### MATERIAL FOR THE TASK
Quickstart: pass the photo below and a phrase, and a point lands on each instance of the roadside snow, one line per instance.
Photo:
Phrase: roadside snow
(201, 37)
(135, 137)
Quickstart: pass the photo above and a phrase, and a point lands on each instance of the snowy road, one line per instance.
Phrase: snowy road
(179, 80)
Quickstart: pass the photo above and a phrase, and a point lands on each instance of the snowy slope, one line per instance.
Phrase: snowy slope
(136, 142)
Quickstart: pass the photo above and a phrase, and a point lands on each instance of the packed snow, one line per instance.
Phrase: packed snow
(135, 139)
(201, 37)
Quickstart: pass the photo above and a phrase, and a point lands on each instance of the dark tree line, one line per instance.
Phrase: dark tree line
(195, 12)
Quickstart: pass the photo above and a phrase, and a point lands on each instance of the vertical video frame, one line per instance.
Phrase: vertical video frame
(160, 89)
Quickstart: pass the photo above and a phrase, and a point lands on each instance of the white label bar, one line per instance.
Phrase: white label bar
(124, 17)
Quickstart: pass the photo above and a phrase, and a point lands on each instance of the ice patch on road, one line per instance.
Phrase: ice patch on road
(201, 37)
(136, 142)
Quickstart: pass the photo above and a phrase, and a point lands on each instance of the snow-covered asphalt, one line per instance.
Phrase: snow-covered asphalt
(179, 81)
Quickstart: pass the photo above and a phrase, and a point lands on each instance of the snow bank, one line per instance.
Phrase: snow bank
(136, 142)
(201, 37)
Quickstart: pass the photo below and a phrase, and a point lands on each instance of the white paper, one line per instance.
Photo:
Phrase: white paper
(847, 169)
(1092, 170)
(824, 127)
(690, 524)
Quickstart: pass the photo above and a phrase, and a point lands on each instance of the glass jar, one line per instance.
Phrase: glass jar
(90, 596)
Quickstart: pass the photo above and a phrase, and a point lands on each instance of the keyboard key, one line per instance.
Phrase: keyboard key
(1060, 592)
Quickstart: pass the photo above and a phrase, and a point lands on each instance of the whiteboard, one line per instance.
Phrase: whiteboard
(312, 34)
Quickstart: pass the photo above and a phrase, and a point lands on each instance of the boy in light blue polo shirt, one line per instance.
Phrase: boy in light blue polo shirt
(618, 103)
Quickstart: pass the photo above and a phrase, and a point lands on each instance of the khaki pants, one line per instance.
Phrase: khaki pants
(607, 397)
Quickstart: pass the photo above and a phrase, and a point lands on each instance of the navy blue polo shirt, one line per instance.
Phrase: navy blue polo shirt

### EXERCISE
Can you render every line of the material above as a JSON list of strings, one string per line, leaving out blank lines?

### CORRECT RESPONSE
[
  "Quickstart: pass the photo below and a phrase, and a point lands on each instance of the roadside snow, one line per instance.",
  "Photo:",
  "Phrase: roadside snow",
  "(201, 37)",
  "(135, 137)",
  "Quickstart: pass the photo above and a phrase, and a point lands on each instance of the snowy road, one line per instance.",
  "Phrase: snowy road",
  "(179, 80)",
  "Quickstart: pass the photo above and a phrase, and a point lands on each instance of the snowy slope, one line per instance.",
  "Phrase: snowy slope",
  "(136, 142)",
  "Quickstart: pass the photo above and a phrase, and a point lands on each instance of the packed snow, one line per instance.",
  "Phrase: packed snow",
  "(135, 139)",
  "(201, 37)",
  "Quickstart: pass the photo above and a phrase, and a point lands on each instance of the dark tree line, one line per instance.",
  "Phrase: dark tree line",
  "(195, 12)",
  "Quickstart: pass the photo above and a phrase, and a point lands on each instance of the vertical video frame, one line per instance.",
  "Phrase: vertical video frame",
  "(160, 89)",
  "Quickstart: pass the photo above and a phrase, and a point lands on each instance of the white label bar, one line per instance.",
  "Phrase: white label bar",
  "(124, 17)",
  "Quickstart: pass the photo above and a phrase, and a point lands on each instance of the ice patch on road, one line per instance.",
  "Phrase: ice patch on road",
  "(201, 37)",
  "(136, 142)",
  "Quickstart: pass the photo above and a phrase, and a point lands on each instance of the snow-covered asphalt, one line per instance.",
  "Phrase: snow-covered asphalt",
  "(179, 81)",
  "Quickstart: pass the photo above and a phrase, and a point lands on each instance of the snow bank, one line per instance.",
  "Phrase: snow bank",
  "(136, 142)",
  "(201, 37)",
  "Quickstart: pass the photo below and a phrase, and a point lands on each instance of the white paper, one line per instance.",
  "Photo:",
  "Phrase: white paper",
  "(847, 169)",
  "(1092, 170)",
  "(824, 127)",
  "(690, 524)",
  "Quickstart: pass the photo above and a phrase, and a point lands on each instance of the glass jar, one line per instance.",
  "Phrase: glass jar",
  "(90, 596)",
  "Quickstart: pass the photo above and a phrase, and a point lands on each instance of the keyboard key, one line per instance.",
  "Phrase: keyboard key",
  "(1060, 592)",
  "Quickstart: pass the photo above and a phrase, and a point lands on each instance of the whiteboard, one line per instance.",
  "Phrase: whiteboard",
  "(312, 34)",
  "Quickstart: pass the photo above and a phrase, and a point lands on each instance of the boy in light blue polo shirt, one line per instance.",
  "Phrase: boy in light blue polo shirt",
  "(618, 103)",
  "Quickstart: pass the photo above and a phrase, and a point lands on each instance of the khaki pants, one line per instance.",
  "Phrase: khaki pants",
  "(607, 397)",
  "Quickstart: pass the photo above and a phrase, and a point lands on each instance of the navy blue polo shirt, one line per instance.",
  "Phrase: navy blue polo shirt"
]